**Goal of the exercise**
Going through the data below, please show each line containing the string "bush".

**Given entries**
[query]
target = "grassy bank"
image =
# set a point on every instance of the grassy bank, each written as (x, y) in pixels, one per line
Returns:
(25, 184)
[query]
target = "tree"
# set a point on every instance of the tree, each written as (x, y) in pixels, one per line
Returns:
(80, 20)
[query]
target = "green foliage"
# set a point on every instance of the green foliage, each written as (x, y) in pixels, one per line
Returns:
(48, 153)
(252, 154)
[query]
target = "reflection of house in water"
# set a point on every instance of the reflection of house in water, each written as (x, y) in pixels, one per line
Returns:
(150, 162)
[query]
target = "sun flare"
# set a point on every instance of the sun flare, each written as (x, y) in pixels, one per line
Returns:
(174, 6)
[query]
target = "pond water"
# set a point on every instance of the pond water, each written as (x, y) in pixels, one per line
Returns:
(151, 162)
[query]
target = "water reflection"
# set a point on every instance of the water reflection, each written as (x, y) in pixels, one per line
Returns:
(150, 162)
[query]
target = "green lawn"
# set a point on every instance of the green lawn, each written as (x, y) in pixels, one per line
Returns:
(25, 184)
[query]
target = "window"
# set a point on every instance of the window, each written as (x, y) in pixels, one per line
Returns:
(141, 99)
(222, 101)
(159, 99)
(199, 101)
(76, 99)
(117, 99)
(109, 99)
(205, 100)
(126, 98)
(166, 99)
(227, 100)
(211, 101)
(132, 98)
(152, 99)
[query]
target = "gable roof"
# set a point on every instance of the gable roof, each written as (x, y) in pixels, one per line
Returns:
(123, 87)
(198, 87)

--

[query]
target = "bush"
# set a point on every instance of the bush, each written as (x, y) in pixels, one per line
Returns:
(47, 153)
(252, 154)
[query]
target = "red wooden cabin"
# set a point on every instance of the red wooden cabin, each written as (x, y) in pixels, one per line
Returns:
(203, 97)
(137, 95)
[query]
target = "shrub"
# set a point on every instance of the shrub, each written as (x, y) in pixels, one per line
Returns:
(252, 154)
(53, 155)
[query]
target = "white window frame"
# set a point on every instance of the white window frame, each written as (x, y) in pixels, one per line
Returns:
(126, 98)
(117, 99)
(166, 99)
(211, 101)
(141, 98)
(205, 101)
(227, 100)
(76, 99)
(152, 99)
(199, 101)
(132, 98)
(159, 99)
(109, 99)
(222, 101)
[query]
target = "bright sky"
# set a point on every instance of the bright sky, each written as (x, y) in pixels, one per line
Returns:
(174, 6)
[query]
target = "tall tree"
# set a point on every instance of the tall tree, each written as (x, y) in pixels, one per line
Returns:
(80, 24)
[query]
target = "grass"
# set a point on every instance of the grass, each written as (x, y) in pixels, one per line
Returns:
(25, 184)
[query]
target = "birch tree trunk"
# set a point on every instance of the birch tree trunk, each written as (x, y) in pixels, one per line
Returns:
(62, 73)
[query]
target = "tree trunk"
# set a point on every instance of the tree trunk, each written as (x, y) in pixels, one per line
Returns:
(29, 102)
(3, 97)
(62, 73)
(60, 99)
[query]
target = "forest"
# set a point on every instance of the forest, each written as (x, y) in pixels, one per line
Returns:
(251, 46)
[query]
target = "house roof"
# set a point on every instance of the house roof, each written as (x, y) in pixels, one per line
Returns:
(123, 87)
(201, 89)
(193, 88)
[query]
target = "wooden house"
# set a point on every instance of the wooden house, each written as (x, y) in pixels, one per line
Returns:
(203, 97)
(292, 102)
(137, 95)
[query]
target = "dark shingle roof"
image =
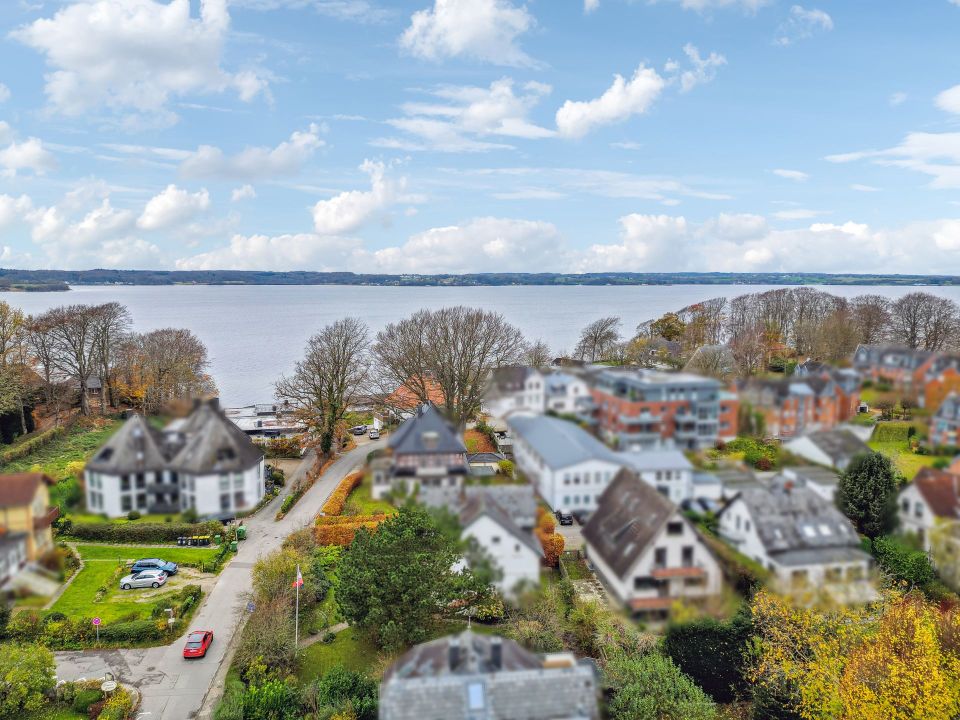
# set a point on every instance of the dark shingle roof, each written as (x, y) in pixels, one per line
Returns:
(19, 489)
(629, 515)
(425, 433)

**Answer below**
target = "bush"
# set a point on every instance of the bush, each written as (x, y) in pixels, one per line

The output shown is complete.